* _What is expected_
Using the line with "The component shall indicate one point per instance of the bumpy" as your starting point, transcribe it and each line beneath it word for word until the records run out, without pictures.

====== Exercise input ======

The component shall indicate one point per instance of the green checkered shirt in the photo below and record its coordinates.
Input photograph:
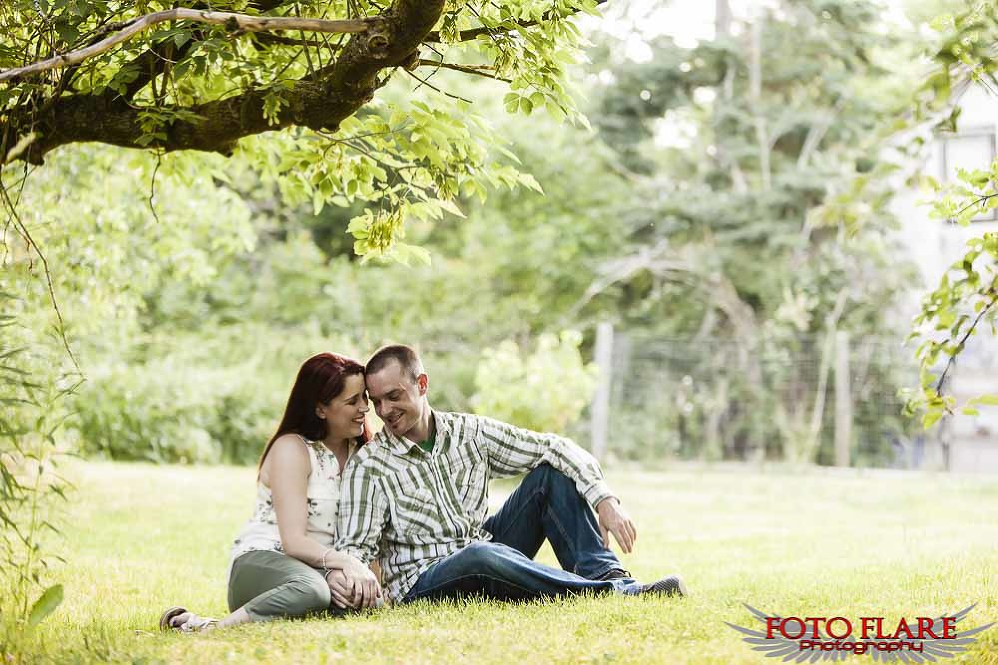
(411, 508)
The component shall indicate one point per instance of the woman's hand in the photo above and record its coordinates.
(356, 586)
(339, 589)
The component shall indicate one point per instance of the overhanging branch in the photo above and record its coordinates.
(233, 21)
(320, 101)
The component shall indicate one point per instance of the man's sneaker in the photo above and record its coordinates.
(614, 574)
(673, 585)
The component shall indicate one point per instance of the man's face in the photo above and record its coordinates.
(399, 400)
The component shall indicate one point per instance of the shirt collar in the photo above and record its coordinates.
(401, 445)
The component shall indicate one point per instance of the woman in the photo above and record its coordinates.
(283, 562)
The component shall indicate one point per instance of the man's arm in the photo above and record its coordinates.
(363, 512)
(512, 450)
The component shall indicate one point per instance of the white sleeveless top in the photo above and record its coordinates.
(323, 494)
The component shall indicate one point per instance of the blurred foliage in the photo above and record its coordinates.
(730, 196)
(545, 390)
(31, 414)
(761, 223)
(965, 302)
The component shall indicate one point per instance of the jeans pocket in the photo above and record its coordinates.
(415, 513)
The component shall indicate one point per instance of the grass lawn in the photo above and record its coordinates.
(810, 542)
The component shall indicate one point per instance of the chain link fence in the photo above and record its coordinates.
(825, 399)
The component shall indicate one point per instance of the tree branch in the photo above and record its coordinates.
(242, 22)
(478, 70)
(319, 101)
(473, 33)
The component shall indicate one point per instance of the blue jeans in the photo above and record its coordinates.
(545, 505)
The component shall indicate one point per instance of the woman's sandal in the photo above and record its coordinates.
(193, 624)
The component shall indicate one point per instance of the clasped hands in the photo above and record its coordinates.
(353, 587)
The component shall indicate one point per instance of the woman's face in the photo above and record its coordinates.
(345, 413)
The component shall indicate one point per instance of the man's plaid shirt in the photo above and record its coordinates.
(411, 508)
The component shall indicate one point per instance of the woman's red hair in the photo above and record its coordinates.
(320, 379)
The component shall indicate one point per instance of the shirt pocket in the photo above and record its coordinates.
(414, 513)
(470, 484)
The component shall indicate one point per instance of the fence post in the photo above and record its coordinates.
(600, 410)
(843, 400)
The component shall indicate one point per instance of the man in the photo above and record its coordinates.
(417, 495)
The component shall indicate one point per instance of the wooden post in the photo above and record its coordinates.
(843, 400)
(601, 400)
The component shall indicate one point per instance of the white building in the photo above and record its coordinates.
(968, 443)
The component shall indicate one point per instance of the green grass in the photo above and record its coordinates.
(806, 542)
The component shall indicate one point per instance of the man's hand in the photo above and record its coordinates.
(613, 519)
(356, 587)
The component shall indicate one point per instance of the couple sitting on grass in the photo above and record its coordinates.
(331, 500)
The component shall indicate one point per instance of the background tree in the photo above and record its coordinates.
(965, 302)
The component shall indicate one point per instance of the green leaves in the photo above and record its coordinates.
(47, 603)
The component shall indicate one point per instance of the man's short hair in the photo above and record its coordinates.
(405, 356)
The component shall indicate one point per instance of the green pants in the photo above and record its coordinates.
(271, 585)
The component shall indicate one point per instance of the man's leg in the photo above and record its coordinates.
(548, 505)
(503, 573)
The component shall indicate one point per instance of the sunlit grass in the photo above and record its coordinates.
(140, 538)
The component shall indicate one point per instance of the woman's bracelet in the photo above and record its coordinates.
(323, 558)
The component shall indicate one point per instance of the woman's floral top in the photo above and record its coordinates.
(323, 494)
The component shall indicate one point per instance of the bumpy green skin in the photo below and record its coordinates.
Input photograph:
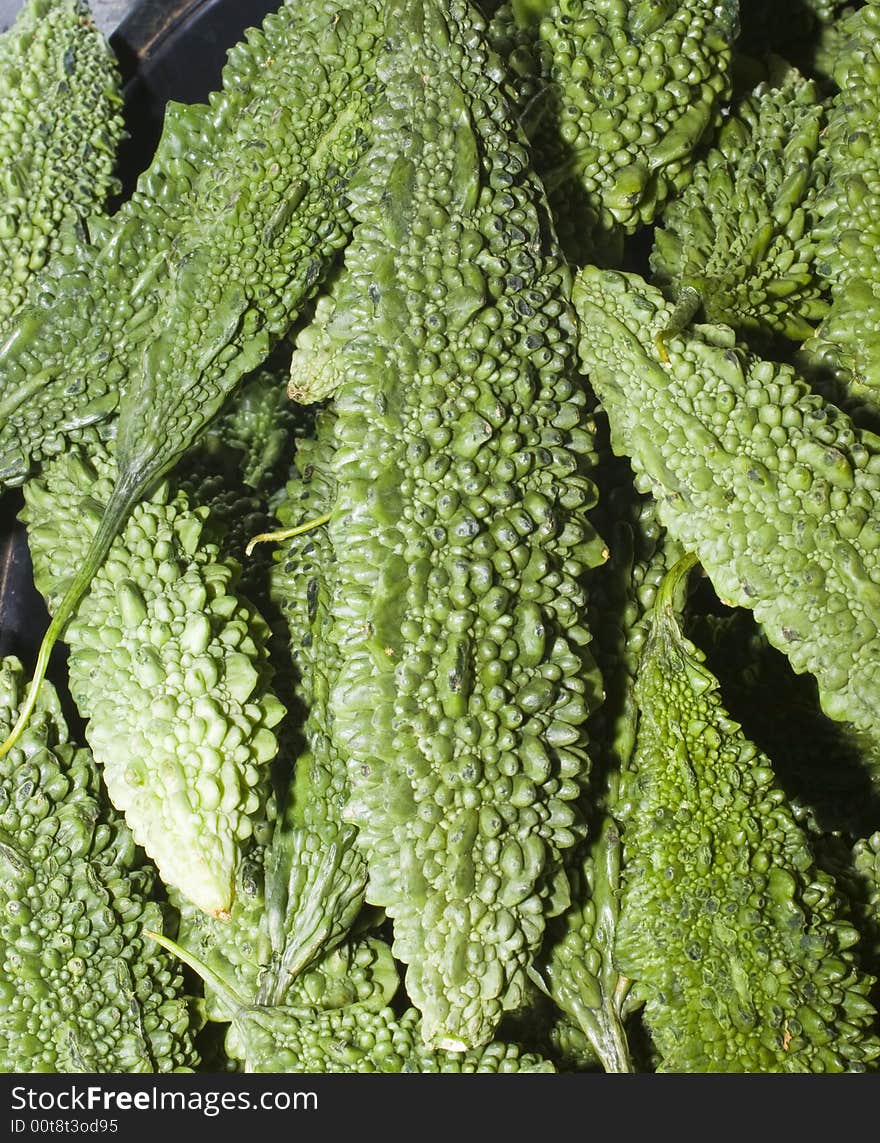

======

* _The completed task_
The component shall indicate one point per instance of the bumpy green skin in the photo below and record its coordinates.
Input photograph:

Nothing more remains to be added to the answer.